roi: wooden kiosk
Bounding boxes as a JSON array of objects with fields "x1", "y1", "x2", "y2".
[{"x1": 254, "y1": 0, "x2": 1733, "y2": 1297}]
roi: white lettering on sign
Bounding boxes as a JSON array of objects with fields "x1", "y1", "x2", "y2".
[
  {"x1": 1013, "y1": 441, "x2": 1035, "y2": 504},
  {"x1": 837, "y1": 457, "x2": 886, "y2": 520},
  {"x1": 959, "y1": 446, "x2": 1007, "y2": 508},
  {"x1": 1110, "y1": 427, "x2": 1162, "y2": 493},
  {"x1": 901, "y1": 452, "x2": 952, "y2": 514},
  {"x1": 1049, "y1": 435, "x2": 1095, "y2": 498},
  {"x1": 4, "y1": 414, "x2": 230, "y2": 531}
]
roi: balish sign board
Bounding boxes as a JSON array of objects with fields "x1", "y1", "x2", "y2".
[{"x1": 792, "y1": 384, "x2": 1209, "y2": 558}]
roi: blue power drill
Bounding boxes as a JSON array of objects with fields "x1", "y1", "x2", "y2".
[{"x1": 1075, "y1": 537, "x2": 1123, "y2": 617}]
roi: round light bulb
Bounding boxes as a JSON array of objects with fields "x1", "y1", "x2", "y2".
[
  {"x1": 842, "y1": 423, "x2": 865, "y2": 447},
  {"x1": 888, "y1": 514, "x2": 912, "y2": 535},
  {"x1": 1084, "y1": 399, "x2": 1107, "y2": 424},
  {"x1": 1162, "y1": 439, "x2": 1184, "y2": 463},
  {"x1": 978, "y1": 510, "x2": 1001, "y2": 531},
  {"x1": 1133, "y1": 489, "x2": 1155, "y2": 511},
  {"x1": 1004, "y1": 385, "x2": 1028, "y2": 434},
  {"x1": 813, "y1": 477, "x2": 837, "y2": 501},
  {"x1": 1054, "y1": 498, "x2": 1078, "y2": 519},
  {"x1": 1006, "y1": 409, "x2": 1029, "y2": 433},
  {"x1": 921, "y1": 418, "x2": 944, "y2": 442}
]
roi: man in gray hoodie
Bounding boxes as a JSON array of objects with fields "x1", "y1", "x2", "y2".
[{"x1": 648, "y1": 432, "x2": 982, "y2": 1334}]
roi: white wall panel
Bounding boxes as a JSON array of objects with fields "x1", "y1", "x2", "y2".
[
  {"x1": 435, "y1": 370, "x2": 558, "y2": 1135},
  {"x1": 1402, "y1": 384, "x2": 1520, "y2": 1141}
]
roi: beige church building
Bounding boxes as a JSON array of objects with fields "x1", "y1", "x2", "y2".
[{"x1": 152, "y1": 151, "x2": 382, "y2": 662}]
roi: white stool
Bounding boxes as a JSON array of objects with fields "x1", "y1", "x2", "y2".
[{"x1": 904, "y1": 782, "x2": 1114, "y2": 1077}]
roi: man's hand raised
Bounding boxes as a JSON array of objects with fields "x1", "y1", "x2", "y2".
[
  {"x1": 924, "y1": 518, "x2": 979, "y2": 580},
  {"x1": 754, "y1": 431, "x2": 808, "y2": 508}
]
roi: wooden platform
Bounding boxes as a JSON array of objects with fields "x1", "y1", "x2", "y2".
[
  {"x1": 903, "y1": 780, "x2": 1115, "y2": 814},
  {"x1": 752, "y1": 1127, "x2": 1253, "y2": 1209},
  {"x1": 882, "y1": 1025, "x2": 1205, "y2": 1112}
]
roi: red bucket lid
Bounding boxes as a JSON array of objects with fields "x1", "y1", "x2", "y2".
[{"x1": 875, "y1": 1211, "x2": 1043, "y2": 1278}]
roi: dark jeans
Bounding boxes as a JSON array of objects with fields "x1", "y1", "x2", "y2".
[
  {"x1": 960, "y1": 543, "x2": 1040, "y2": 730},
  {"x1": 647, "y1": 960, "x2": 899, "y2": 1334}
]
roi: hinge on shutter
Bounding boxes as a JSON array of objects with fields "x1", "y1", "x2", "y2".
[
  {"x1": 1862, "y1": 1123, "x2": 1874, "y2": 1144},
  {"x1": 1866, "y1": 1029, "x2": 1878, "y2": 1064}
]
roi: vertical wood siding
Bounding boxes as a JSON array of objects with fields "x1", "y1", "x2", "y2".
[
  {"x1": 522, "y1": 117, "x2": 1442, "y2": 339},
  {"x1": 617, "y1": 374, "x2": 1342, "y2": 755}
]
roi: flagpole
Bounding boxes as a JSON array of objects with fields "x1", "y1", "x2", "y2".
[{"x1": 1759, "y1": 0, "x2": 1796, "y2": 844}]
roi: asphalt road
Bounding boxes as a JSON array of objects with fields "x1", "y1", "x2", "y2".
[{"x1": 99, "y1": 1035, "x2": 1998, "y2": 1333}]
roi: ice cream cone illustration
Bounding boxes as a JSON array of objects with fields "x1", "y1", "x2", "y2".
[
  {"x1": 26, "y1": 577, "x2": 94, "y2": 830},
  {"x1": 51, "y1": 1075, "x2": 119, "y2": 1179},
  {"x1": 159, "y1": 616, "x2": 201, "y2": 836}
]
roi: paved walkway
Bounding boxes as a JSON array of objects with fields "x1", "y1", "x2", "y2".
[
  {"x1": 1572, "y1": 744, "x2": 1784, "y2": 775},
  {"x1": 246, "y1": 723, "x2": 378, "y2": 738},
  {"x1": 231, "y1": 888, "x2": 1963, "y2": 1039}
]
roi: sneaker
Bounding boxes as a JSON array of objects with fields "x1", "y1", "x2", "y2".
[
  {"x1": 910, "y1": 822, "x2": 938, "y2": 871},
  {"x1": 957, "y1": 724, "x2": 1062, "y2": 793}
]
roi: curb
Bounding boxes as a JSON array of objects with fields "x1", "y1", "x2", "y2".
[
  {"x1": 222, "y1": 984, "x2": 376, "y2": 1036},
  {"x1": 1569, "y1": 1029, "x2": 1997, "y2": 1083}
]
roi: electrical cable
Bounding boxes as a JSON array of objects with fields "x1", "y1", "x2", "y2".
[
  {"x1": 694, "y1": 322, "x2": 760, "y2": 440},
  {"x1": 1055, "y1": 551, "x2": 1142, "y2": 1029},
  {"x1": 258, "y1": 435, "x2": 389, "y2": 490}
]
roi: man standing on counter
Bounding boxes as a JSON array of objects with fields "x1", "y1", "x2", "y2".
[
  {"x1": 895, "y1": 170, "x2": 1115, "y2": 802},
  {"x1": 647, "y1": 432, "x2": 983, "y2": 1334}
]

PROBLEM TO WORK ON: Across the records above, return every line that contains the word "wooden".

FINAL ANSWER:
roi: wooden kiosk
roi: wooden platform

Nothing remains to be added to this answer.